====== Extracted information ======

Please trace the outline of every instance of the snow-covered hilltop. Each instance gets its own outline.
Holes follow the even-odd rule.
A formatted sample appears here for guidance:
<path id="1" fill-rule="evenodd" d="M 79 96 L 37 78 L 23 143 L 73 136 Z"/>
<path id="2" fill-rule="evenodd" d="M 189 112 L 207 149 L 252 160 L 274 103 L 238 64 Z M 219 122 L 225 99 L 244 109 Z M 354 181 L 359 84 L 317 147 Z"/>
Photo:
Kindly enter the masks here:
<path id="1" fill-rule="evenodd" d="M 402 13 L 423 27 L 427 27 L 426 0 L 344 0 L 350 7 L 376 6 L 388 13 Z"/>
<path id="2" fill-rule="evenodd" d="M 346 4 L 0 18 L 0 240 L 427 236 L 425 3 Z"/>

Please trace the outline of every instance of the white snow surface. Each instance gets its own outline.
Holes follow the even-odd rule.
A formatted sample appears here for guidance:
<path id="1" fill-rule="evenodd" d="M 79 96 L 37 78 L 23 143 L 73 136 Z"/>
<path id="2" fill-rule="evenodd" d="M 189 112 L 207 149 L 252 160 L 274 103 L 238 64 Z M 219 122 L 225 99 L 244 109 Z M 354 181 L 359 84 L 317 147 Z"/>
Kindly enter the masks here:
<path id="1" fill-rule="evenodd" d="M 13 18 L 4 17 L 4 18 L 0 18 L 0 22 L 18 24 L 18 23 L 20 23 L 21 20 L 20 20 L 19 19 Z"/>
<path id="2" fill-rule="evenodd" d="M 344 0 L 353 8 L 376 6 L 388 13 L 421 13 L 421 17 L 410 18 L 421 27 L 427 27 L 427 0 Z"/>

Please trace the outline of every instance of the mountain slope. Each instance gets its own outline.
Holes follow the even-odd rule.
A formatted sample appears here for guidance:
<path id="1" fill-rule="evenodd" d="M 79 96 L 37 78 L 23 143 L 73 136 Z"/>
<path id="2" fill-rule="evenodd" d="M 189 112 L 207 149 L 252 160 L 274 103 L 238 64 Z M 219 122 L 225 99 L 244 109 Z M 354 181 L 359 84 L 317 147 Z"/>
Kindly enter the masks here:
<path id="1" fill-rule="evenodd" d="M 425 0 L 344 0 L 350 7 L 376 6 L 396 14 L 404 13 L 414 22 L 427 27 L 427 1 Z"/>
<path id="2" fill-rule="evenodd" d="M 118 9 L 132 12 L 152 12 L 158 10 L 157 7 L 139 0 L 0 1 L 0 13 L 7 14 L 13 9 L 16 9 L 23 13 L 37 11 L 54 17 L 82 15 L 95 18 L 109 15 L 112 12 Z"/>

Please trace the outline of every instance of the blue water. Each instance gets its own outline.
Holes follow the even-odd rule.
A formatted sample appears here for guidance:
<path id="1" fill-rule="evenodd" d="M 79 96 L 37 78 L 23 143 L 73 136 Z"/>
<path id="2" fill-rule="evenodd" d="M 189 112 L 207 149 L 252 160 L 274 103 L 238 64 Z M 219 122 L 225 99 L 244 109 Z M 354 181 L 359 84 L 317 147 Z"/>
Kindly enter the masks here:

======
====== Extracted information ======

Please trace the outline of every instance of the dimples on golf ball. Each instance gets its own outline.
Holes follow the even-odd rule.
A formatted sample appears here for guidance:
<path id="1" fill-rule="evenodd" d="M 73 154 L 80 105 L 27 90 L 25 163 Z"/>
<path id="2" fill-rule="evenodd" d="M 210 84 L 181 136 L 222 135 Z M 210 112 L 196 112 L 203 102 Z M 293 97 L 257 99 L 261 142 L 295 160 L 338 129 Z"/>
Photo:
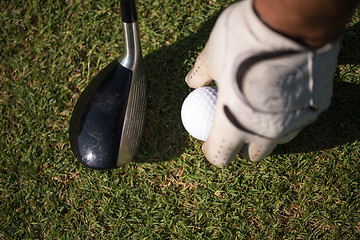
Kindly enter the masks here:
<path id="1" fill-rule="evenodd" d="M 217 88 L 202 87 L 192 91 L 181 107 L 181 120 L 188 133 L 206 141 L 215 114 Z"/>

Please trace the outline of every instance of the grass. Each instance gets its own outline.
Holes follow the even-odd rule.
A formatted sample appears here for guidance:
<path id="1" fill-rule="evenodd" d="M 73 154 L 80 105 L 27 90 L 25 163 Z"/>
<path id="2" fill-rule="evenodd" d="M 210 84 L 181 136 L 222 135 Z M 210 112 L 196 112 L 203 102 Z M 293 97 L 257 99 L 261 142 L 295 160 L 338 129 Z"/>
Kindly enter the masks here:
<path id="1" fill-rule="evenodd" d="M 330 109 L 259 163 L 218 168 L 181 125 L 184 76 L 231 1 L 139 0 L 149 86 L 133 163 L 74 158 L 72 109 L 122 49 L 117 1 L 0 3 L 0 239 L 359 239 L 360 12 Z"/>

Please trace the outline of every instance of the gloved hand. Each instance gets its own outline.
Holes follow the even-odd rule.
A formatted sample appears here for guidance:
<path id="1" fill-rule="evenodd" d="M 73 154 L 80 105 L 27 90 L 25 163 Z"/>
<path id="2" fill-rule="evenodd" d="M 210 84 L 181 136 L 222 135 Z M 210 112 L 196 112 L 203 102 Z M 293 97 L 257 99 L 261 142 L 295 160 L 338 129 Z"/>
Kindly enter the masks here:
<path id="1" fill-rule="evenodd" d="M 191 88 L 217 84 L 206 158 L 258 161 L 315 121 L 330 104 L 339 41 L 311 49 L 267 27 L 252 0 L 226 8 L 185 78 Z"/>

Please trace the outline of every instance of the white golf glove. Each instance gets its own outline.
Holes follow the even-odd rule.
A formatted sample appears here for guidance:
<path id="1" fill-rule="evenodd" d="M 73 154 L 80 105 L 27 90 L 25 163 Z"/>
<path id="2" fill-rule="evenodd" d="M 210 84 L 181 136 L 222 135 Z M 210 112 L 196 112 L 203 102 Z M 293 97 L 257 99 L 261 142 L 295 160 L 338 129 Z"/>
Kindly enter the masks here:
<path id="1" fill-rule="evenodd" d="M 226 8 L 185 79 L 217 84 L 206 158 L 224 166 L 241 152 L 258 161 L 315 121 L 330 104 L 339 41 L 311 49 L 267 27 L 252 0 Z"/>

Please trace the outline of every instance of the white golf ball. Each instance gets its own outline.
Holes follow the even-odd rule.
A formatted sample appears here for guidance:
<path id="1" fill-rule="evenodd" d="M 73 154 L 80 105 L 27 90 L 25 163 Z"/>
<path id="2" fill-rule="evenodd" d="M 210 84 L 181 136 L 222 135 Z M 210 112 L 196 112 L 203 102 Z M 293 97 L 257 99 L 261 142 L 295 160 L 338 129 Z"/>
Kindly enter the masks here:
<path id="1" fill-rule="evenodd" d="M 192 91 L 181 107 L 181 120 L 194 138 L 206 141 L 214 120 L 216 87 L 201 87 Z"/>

======
====== Extracted information ======

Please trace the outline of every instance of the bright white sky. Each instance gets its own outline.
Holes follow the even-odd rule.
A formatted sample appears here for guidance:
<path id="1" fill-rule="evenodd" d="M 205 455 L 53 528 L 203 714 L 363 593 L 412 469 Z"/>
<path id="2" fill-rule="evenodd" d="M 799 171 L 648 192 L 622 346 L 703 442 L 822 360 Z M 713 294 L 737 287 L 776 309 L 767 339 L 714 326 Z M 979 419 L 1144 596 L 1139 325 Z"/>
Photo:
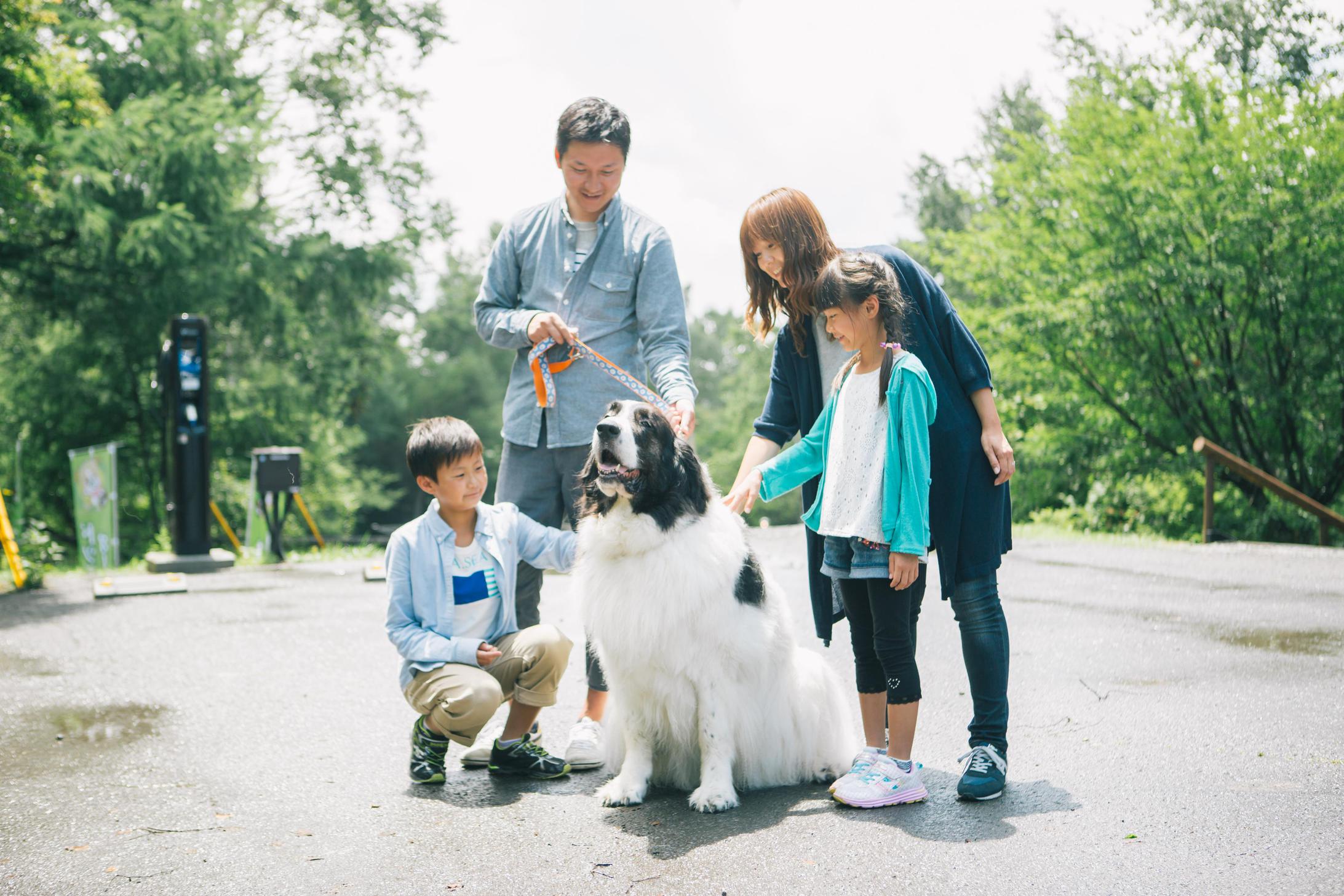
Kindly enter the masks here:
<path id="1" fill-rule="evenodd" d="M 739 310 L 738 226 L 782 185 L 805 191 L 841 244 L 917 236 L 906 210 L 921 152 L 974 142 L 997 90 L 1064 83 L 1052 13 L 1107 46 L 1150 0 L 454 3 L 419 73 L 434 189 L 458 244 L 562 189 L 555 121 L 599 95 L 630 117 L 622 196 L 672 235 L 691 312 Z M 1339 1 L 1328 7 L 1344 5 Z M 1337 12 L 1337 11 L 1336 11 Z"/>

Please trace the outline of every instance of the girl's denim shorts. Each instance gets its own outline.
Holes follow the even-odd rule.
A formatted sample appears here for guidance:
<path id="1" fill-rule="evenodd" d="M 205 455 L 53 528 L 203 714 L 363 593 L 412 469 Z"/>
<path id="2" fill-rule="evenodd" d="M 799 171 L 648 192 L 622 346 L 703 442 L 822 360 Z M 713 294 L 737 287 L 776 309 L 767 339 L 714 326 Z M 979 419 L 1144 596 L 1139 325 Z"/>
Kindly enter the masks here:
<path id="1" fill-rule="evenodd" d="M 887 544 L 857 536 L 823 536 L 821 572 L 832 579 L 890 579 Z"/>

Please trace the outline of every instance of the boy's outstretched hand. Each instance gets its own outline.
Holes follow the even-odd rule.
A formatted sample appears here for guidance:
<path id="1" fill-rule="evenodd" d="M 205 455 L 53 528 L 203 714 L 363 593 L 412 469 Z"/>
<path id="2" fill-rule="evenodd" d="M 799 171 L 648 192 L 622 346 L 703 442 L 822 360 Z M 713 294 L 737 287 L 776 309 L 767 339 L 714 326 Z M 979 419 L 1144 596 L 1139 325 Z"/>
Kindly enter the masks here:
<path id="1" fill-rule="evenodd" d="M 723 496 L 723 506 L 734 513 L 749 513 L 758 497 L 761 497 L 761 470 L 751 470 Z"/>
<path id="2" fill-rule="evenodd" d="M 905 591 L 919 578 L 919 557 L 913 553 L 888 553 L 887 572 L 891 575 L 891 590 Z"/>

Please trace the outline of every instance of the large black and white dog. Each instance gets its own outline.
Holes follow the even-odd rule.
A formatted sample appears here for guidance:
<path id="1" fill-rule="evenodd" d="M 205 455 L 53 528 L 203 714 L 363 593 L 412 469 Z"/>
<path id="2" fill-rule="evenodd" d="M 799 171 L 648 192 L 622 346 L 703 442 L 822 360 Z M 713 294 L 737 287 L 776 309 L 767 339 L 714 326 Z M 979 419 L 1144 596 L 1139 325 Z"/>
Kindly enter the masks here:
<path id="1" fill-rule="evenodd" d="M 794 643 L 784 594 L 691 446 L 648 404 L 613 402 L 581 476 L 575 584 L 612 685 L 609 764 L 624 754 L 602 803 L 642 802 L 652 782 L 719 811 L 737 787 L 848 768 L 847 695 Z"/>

======

** Task brief **
Render the data between the lines holding "Please trace the outline of every instance of the snow-covered" and "0 240 L 427", inclusive, as a numbered list with blank lines left out.

** Final answer **
1. Please trace the outline of every instance of the snow-covered hilltop. Each instance gets its own outline.
2. Holes follow the even-odd rule.
3. A formatted sample appears here for guidance:
4. <path id="1" fill-rule="evenodd" d="M 79 96 L 37 78 L 23 143 L 73 136 Z"/>
5. <path id="2" fill-rule="evenodd" d="M 189 112 L 207 149 L 252 160 L 274 103 L 238 64 Z M 219 122 L 225 99 L 244 109 Z M 354 181 L 359 84 L 317 147 Z"/>
6. Photo:
7. Kindly enter the masks here:
8. <path id="1" fill-rule="evenodd" d="M 402 13 L 423 27 L 427 27 L 426 0 L 344 0 L 350 7 L 376 6 L 388 13 Z"/>
9. <path id="2" fill-rule="evenodd" d="M 346 4 L 0 18 L 0 240 L 427 236 L 425 3 Z"/>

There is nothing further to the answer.